■ Document ■
========
By Victor Davis Hanson
Thursday, September 13, 2012
The theme of the president's 2012 re-election campaign is
that George W. Bush left such a terrible mess that Barack Obama could hardly be
expected to clean it up in four years.
In other words, 43 months of unemployment rates above 8
percent, $5 trillion in new borrowing, $16 trillion in aggregate debt, gas
prices of nearly $4 per gallon, a dive in average family income and involvement
in two wars were all due to George Bush and simply too difficult for anyone
else to overcome. So Obama cannot be judged on his record between 2009 and
2012.
At first glance, this is a most unusual claim. Gerald
Ford followed the mess of Richard Nixon's Watergate scandal and the Arab oil
embargo. After serving for less than three years, he failed to win re-election.
His successor, Jimmy Carter, seemed to make a bad situation even worse. He
exited four years later, tagged with a high "misery index" fueled by
rampant unemployment and roaring inflation.
Ronald Reagan took office under Carter's baleful legacy
but ran for re-election successfully in 1984 based not on "Carter did
it," but on the recovery he engineered.
Bill Clinton was elected on "it's the economy,
stupid" in 1992, and he was re-elected four years later after claiming
credit for boom times. George W. Bush inherited the aftershocks of the dot.com
meltdown, and a country ill-equipped to respond to terrorist assaults after the
nonchalance of the 1980s and 1990s. Despite the 9/11 attacks, Bush was
re-elected on the themes of a good economy and a safer country.
Blaming or praising presidents for their four years of
governance is an American tradition. That is why Obama asserted at the outset
that if he could not turn around the economy, his presidency would be a
"one-term proposition."
========
■ Collected material ■
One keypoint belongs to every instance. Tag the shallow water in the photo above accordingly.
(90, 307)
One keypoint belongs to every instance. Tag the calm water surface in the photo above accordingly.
========
■ Problem details ■
Continue the column on Obama's re-election campaign from the point where it stops. The listing is unrelated material and stands apart from the column on Obama's re-election campaign.

■ Written answer ■
Like all presidents, Obama inherited both positive and
negative legacies. True, there was a war in Iraq, but the surge -- which
candidate Obama opposed -- had by mid-2008 mostly won the peace. That is why
Gen. David Petraeus and Ambassador Ryan Crocker had already negotiated a
timetable for American withdrawal. Obama followed that settlement; he no more
ended the war alone than did he start it. For Obama to claim sole credit for
ending the war in Iraq would be about as fair as blaming Obama for making
things worse in Afghanistan -- given that more than twice as many Americans
have died in that war on Obama's watch than were lost during the entire eight
years of the Bush administration.
Obama did inherit a terrible economy in January 2009, but
one not quite still in full free fall from the mid-September 2008 panic --
which abruptly gave Obama a four-point lead over John McCain in the polls after
being down four points.
By Inauguration Day 2009, the gyrating stock market had
bottomed out, and the Dow Jones industrial average had not dipped below 8,000
in four months. The TARP (Troubled Assets Relief Program) rescue package had
been enacted by Bush in October 2008, stopping runs on the banks and mostly
restoring financial stability.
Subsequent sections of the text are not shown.